### WHAT TO PRODUCE
Reproduce everything from "In an embodiment, the" down to "example, a meta-lens." in the passage below on the wear-resistant optical film.

Aluminium oxide layer 26 may be arranged also for refractive index matching. As ZnS layer has very high index of refraction (n_ZNSmay be up to 2.4), it is advantageous to match the light propagation path to the index of refraction of the surrounding media, air (n_A=1.0) with a layer having an index of refraction which is the geometric average of n_Aand n_ZNS. approximately 1.6 which is close to the refractive index of aluminium oxide. The aluminium oxide layer 26 also decreases the water permeability of the wear-resistant optical film 20.

The second titanium oxide layer 28 may be arranged as an additional moisture barrier, primarily against water and water vapor. Aluminium oxide also blocks moisture from entering the ZnS and first titanium oxide layer. Thus, a very wear-resistant layer structure or film is provided as show in FIG. 3. The second titanium oxide layer 28 may be called a “capping layer” as it is the topmost layer as indicated in FIG. 3, sealing the layer structure or film below it very well from moisture, arranging a cap to the film. Advantage of the embodiment is that the aluminium oxide layer blocks moisture penetration to the structure even further, and thus acts a moisture barrier. The aluminium oxide layer 26 is also provided for optical index matching. The second titanium oxide layer 28 is also arranged as a moisture barrier. In other words, the aluminium oxide layer 26 and the second titanium oxide layer 28 decrease the water permeability of the wear-resistant optical film 20 further, for both water in liquid form and water in vapor form.

In an embodiment, the method comprises a patterning step comprising patterning of the zinc sulphide layer 24 between steps b) and c). The patterning step may comprise arranging an optical device on the zinc sulphide layer 24. The optical device may be based on a meta-material and may be, for example, a meta-lens.

Rows from an object pointing dataset:
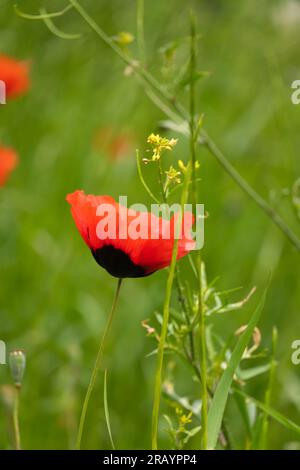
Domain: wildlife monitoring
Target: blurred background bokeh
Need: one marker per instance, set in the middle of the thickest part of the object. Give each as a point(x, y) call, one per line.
point(78, 128)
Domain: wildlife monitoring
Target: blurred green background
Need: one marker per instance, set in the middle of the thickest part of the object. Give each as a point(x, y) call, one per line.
point(53, 297)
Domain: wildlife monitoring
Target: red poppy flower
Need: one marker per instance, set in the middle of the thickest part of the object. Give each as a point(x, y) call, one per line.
point(8, 161)
point(15, 75)
point(115, 246)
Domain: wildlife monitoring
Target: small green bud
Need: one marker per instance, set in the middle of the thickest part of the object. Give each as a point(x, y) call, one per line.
point(17, 364)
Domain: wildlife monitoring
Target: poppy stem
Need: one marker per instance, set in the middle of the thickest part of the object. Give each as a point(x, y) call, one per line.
point(97, 365)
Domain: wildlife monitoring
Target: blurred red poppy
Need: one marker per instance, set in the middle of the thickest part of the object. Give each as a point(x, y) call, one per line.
point(113, 245)
point(8, 161)
point(15, 75)
point(116, 145)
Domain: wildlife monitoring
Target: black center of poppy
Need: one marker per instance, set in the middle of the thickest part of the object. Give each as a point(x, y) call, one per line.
point(117, 262)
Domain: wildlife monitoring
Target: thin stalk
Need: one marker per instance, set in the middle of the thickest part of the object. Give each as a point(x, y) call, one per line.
point(203, 372)
point(164, 330)
point(142, 179)
point(161, 181)
point(180, 112)
point(179, 285)
point(97, 366)
point(16, 418)
point(140, 31)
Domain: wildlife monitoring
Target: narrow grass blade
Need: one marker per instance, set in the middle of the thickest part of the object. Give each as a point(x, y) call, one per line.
point(106, 411)
point(218, 403)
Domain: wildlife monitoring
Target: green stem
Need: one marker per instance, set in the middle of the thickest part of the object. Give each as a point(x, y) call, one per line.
point(140, 173)
point(164, 330)
point(268, 394)
point(97, 366)
point(161, 181)
point(203, 372)
point(16, 418)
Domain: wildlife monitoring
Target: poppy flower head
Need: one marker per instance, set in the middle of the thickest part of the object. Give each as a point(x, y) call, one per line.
point(15, 75)
point(110, 231)
point(8, 161)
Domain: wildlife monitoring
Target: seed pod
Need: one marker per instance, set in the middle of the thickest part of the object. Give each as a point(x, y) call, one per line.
point(17, 363)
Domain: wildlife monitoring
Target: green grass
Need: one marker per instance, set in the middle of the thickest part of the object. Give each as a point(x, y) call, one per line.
point(54, 299)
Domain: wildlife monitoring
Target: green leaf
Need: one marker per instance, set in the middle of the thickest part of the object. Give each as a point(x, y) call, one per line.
point(281, 419)
point(196, 76)
point(219, 400)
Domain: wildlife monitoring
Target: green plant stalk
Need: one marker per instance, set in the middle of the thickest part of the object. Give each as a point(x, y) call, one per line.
point(106, 411)
point(164, 330)
point(203, 371)
point(179, 113)
point(97, 366)
point(16, 425)
point(268, 394)
point(140, 31)
point(179, 286)
point(142, 179)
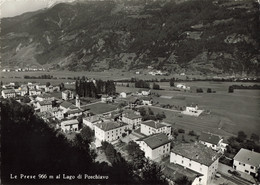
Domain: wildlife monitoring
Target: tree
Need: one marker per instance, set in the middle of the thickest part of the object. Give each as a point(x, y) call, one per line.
point(172, 80)
point(230, 89)
point(241, 136)
point(48, 84)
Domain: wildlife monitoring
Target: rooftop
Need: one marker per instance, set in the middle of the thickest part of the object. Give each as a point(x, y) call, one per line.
point(155, 140)
point(196, 152)
point(132, 116)
point(70, 122)
point(106, 126)
point(209, 138)
point(68, 105)
point(248, 157)
point(153, 124)
point(92, 119)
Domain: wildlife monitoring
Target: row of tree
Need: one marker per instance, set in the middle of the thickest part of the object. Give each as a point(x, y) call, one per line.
point(92, 89)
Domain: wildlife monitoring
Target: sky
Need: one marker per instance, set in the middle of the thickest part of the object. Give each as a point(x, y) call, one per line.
point(10, 8)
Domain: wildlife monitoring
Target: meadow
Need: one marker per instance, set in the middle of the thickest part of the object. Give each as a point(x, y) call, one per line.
point(229, 112)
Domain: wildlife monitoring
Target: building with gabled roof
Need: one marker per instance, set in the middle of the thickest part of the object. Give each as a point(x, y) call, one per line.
point(150, 127)
point(110, 131)
point(70, 125)
point(198, 158)
point(247, 161)
point(44, 106)
point(155, 146)
point(91, 121)
point(213, 141)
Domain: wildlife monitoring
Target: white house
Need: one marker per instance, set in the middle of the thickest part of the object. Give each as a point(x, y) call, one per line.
point(147, 101)
point(57, 113)
point(92, 121)
point(70, 125)
point(155, 146)
point(182, 86)
point(146, 93)
point(66, 106)
point(132, 118)
point(8, 93)
point(247, 161)
point(150, 127)
point(110, 131)
point(67, 95)
point(73, 113)
point(44, 106)
point(192, 110)
point(213, 141)
point(123, 95)
point(44, 97)
point(106, 98)
point(198, 158)
point(49, 89)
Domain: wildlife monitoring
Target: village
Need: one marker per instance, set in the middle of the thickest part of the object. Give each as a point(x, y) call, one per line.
point(127, 117)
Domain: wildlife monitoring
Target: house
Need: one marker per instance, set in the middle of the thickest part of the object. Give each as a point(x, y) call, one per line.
point(44, 97)
point(40, 87)
point(44, 106)
point(110, 131)
point(198, 158)
point(213, 141)
point(8, 93)
point(147, 101)
point(182, 86)
point(72, 113)
point(48, 89)
point(106, 98)
point(150, 127)
point(133, 102)
point(92, 121)
point(247, 161)
point(146, 93)
point(66, 106)
point(155, 146)
point(132, 118)
point(67, 95)
point(57, 113)
point(192, 110)
point(122, 95)
point(70, 125)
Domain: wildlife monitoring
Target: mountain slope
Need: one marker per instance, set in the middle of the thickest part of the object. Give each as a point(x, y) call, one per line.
point(196, 36)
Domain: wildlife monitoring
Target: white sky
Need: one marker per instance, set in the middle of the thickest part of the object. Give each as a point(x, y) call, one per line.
point(10, 8)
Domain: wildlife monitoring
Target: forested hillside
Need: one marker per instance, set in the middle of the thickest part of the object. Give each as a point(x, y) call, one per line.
point(194, 36)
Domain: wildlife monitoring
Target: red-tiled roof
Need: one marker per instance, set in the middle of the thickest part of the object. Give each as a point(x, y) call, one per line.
point(196, 152)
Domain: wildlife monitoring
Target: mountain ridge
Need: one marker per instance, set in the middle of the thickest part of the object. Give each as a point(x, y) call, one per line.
point(195, 36)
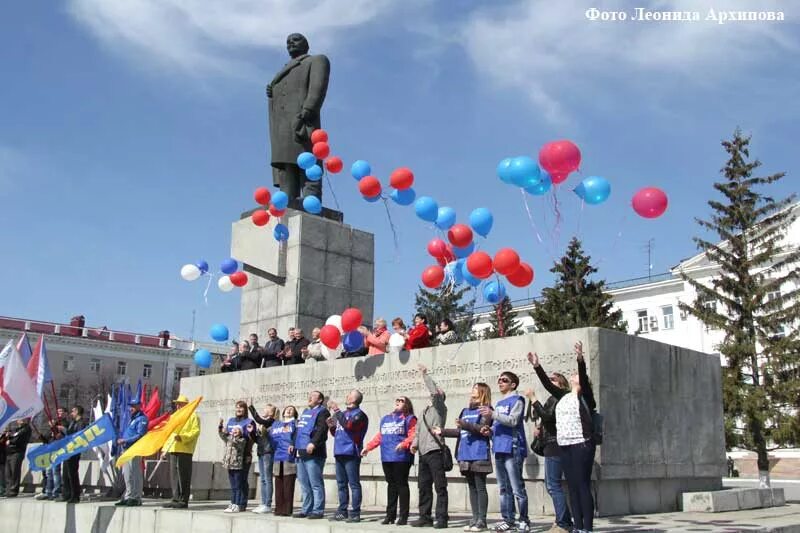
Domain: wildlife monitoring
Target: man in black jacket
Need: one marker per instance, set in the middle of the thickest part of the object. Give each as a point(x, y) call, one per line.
point(71, 489)
point(18, 440)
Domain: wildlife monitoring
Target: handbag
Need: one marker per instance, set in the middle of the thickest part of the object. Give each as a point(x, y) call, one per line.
point(447, 455)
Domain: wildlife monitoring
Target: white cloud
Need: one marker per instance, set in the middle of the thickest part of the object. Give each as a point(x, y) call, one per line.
point(552, 52)
point(202, 37)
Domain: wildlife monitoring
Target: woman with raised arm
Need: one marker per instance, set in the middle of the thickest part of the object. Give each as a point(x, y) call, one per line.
point(575, 436)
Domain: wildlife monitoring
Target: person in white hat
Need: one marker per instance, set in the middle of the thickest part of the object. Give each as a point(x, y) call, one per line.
point(180, 447)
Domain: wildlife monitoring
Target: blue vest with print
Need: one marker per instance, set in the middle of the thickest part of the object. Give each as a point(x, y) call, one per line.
point(394, 430)
point(305, 426)
point(471, 446)
point(509, 439)
point(280, 436)
point(346, 443)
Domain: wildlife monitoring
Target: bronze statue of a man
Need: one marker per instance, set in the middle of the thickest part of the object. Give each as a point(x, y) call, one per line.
point(295, 99)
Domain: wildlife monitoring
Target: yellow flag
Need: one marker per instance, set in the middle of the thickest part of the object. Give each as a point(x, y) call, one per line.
point(153, 440)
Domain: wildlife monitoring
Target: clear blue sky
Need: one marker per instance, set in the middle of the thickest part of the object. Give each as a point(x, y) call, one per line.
point(133, 133)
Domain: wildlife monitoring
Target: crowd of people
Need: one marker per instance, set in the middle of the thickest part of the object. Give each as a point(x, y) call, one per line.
point(297, 348)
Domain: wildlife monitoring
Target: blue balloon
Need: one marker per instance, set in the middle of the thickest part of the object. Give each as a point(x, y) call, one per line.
point(464, 252)
point(306, 160)
point(593, 190)
point(445, 218)
point(404, 197)
point(219, 332)
point(281, 232)
point(229, 266)
point(314, 173)
point(202, 358)
point(353, 341)
point(280, 200)
point(312, 205)
point(504, 170)
point(542, 186)
point(360, 169)
point(494, 292)
point(426, 208)
point(481, 221)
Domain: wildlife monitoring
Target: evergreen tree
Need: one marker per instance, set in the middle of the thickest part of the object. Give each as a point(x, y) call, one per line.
point(575, 301)
point(447, 302)
point(503, 321)
point(754, 302)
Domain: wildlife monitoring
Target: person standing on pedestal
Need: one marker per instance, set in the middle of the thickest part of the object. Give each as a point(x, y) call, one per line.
point(295, 96)
point(312, 434)
point(349, 427)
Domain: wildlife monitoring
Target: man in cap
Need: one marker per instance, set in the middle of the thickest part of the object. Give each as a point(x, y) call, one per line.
point(180, 447)
point(132, 470)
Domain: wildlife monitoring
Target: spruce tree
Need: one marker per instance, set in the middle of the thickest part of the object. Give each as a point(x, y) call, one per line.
point(503, 321)
point(754, 302)
point(447, 302)
point(575, 301)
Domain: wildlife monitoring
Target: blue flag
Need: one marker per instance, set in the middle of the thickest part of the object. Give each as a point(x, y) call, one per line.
point(55, 453)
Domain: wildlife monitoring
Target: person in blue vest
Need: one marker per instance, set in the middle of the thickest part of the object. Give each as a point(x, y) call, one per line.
point(248, 426)
point(510, 451)
point(281, 436)
point(310, 439)
point(473, 452)
point(132, 470)
point(395, 438)
point(348, 427)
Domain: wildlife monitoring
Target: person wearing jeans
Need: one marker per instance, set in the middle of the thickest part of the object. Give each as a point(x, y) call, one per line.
point(310, 439)
point(510, 451)
point(349, 427)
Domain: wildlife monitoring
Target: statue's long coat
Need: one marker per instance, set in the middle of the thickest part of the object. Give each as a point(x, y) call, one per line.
point(301, 84)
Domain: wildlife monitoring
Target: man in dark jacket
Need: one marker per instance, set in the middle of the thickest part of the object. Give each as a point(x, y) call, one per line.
point(18, 440)
point(272, 348)
point(72, 482)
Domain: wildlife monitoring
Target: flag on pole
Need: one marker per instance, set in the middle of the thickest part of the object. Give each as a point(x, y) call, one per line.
point(18, 398)
point(153, 440)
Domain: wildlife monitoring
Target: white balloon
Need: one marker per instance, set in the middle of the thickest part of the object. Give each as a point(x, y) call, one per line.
point(190, 272)
point(225, 284)
point(335, 320)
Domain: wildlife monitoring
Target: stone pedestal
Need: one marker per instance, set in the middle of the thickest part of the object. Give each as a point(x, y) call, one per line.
point(324, 268)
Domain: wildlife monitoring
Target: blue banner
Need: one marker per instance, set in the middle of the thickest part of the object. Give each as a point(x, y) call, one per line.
point(55, 453)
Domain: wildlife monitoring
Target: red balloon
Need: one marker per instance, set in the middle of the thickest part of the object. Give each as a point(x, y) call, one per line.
point(479, 265)
point(522, 277)
point(460, 235)
point(351, 319)
point(559, 158)
point(239, 279)
point(369, 186)
point(437, 248)
point(330, 336)
point(321, 150)
point(433, 276)
point(334, 164)
point(401, 178)
point(506, 261)
point(262, 196)
point(318, 136)
point(650, 202)
point(260, 217)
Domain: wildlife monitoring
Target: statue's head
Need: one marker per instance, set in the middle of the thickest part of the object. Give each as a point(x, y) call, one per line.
point(296, 45)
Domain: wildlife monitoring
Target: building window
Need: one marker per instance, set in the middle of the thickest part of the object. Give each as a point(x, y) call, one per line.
point(643, 320)
point(668, 317)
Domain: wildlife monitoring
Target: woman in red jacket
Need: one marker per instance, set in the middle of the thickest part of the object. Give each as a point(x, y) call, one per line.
point(419, 336)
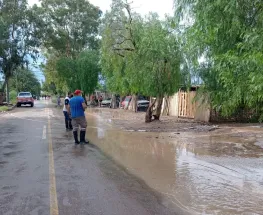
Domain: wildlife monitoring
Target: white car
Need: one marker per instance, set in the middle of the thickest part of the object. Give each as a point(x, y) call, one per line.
point(142, 105)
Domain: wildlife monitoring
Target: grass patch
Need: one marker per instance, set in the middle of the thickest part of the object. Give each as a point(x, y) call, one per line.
point(3, 108)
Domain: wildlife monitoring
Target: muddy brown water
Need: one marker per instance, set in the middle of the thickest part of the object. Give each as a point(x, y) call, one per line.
point(200, 173)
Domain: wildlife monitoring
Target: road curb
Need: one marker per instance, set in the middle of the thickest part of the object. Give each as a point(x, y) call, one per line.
point(9, 109)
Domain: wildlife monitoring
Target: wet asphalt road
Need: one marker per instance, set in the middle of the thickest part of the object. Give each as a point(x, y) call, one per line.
point(85, 181)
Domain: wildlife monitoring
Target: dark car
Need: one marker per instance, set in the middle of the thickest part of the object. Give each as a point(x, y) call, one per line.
point(25, 98)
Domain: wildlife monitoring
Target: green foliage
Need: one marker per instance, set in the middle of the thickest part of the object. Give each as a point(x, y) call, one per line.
point(88, 70)
point(229, 36)
point(69, 34)
point(25, 80)
point(68, 26)
point(13, 95)
point(139, 55)
point(18, 40)
point(3, 108)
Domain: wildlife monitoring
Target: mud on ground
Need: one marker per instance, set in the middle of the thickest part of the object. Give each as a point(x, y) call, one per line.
point(130, 121)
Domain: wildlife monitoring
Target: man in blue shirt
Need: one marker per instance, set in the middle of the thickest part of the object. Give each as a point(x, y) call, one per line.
point(77, 108)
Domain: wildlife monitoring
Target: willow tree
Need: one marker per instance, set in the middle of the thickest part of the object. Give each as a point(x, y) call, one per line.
point(227, 34)
point(140, 56)
point(70, 31)
point(18, 41)
point(118, 45)
point(157, 62)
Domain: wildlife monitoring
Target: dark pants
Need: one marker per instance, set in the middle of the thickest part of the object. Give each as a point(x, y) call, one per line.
point(67, 120)
point(79, 122)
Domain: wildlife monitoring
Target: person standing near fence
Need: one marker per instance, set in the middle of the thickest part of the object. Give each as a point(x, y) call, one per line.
point(68, 123)
point(77, 108)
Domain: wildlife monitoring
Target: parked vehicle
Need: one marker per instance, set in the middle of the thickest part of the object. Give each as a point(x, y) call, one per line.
point(126, 102)
point(25, 98)
point(106, 102)
point(142, 103)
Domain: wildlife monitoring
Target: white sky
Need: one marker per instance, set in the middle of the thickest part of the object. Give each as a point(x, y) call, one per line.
point(143, 7)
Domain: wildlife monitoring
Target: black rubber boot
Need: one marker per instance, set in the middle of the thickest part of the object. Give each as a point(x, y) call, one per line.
point(75, 134)
point(66, 123)
point(82, 137)
point(70, 125)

### SOLUTION TO THIS TASK
In an embodiment, the method comprises a patterning step comprising patterning of the zinc sulphide layer 24 between steps b) and c). The patterning step may comprise arranging an optical device on the zinc sulphide layer 24. The optical device may be based on a meta-material and may be, for example, a meta-lens.